(STATED GOAL)
Please reproduce the part of the feedwater event excerpt between "In your discussion, address" and "Part 100 guidelines).", inclusive.

++++ EXCERPT PROVIDED ++++

8. Feedwater Line Break (FWLB) - Event Classification and Associated Acceptance Criteria UFSAR Section 15.2.8.5 states: With respect to the DNB design basis, the feedwater line break event is bounded by the pre-trip steam line break event. Whereas, Section 5.1.12.4 of the 42 percent SGTP license amendment concludes that the FWLB DNB degradation is bounded by the complete loss of flow (LOF) event. Discuss this change in licensing strategy.

In your discussion, address the difference in event classification (e.g., LOF Condition II, MSLB/FWLB Condition III/IV depending on break size) and any difference in allowed radiological consequences (MSLB within 10 CFR Part 100, FWLB small fraction of 10 CFR Part 100 guidelines).

9. Loss of Normal Feedwater Flow Event - SG Blowdown Flow Effect Item II.D of Standard Review Plan 15.2.7 indicates that an acceptable analysis of the loss of normal feedwater event should comply with requirements of the Three Mile Island action plan, Item II.E.1.2 as it relates to the performance requirements of the auxiliary feedwater system for long-term cooling (LTC) during a loss of normal feedwater event. Recently, the licensee of a Combustion Engineering (CE) plant indicated that its analysis addressing the II.E.1.2 requirements did not consider the effect of SG blowdown flow, resulting in a lower required auxiliary feedwater flow for LTC during a loss of normal feedwater event - the limiting event of the decreased heat removal by the secondary system.

++++ STORED DATA ++++

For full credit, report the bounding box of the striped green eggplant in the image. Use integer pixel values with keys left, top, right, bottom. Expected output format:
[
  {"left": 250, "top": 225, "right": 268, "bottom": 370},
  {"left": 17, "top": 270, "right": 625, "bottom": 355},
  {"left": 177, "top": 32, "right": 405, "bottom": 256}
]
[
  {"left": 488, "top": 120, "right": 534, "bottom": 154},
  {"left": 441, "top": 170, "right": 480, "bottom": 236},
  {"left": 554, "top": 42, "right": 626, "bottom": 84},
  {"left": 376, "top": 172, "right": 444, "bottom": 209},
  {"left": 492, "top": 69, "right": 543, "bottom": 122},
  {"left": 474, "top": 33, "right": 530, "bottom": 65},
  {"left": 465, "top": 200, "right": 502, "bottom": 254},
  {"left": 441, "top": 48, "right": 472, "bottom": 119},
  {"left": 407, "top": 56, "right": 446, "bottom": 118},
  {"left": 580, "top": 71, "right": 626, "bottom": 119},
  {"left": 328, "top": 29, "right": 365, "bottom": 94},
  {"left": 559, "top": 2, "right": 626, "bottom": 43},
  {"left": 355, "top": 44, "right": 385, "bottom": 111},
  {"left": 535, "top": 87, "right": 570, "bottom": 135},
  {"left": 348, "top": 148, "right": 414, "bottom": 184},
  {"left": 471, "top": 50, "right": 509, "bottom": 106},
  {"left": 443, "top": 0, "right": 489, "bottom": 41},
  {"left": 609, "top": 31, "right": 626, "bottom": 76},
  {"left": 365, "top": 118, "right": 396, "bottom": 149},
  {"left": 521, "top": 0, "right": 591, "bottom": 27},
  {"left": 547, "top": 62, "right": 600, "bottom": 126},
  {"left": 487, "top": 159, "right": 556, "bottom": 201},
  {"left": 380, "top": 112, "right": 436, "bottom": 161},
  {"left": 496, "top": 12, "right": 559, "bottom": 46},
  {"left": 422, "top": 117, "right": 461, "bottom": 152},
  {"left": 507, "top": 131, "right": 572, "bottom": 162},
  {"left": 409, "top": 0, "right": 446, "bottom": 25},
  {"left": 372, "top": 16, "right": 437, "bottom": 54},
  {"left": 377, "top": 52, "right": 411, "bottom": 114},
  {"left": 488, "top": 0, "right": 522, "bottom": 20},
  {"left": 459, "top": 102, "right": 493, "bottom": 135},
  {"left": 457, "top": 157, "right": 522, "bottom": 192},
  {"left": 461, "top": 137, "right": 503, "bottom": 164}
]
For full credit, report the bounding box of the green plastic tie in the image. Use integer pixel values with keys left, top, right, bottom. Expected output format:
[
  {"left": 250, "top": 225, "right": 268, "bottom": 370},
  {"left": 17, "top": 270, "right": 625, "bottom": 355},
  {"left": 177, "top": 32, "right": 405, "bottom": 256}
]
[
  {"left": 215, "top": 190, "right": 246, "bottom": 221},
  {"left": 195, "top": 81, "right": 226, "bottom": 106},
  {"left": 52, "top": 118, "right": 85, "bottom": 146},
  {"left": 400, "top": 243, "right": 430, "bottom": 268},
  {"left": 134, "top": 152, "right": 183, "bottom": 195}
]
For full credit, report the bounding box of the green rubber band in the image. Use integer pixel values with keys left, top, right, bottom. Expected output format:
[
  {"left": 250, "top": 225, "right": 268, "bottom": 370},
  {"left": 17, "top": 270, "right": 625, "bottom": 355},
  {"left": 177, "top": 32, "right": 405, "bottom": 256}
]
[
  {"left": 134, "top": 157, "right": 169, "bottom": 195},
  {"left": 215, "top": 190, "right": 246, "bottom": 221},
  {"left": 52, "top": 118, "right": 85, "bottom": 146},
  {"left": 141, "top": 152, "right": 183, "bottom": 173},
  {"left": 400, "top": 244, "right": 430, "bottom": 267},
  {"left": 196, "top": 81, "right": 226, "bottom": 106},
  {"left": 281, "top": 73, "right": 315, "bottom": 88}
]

++++

(SOLVED PROBLEM)
In your discussion, address the difference in event classification (e.g., LOF Condition II, MSLB/FWLB Condition III/IV depending on break size) and any difference in allowed radiological consequences (MSLB within 10 CFR Part 100, FWLB small fraction of 10 CFR Part 100 guidelines).